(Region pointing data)
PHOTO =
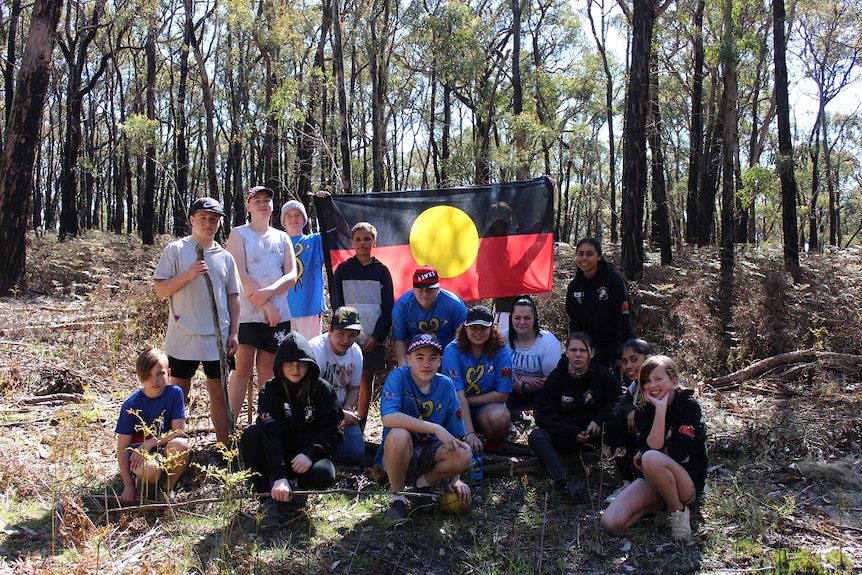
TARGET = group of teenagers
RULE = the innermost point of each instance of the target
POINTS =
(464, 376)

--

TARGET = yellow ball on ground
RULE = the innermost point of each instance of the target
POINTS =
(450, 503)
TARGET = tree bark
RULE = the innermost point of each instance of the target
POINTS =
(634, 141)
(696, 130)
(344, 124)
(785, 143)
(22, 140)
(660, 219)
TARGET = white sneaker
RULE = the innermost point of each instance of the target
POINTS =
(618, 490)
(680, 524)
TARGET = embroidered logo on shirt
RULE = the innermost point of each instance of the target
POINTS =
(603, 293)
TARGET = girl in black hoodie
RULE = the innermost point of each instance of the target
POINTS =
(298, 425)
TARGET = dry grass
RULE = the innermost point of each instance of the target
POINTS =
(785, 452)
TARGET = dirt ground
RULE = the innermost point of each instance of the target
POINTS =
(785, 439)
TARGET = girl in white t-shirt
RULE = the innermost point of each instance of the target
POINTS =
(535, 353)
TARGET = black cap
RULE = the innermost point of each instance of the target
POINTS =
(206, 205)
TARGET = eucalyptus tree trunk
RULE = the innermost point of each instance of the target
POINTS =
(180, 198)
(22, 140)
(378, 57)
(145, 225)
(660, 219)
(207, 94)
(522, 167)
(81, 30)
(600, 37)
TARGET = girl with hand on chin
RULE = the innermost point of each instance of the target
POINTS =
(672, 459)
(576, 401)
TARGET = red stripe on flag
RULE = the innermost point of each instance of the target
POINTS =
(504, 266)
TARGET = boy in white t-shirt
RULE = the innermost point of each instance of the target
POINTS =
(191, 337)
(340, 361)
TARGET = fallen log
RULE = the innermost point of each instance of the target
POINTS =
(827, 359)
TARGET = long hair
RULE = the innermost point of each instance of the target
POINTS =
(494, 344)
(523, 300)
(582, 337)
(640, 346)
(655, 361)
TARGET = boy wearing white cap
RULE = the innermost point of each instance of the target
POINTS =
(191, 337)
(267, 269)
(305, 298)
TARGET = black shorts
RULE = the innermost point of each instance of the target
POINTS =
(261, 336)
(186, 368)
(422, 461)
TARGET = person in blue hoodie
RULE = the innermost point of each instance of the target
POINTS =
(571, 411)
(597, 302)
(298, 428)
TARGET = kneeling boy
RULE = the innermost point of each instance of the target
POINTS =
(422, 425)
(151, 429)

---

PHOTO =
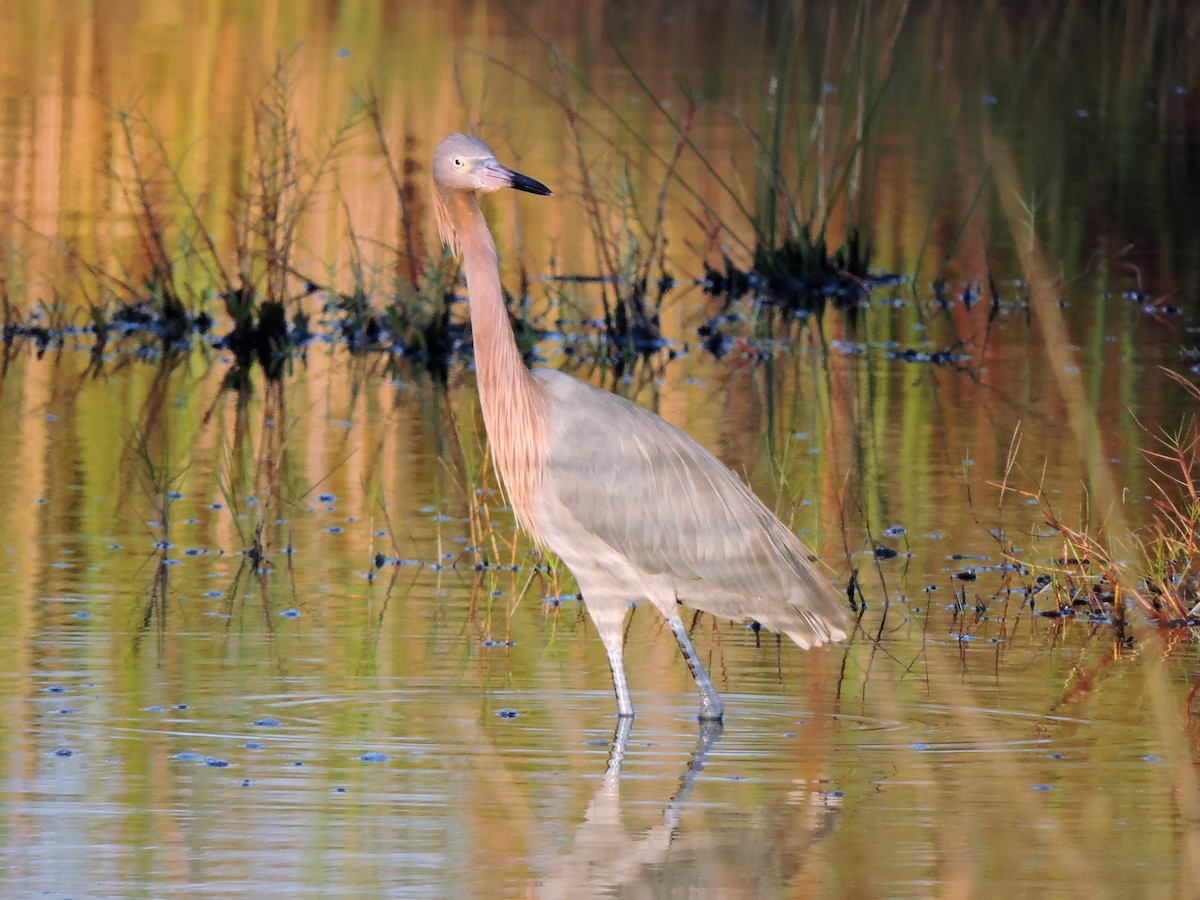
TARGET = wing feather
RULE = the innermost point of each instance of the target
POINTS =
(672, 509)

▸ What you will do
Number of lines above holding "hoodie"? Give that number alone.

▸ Answer to this exercise
2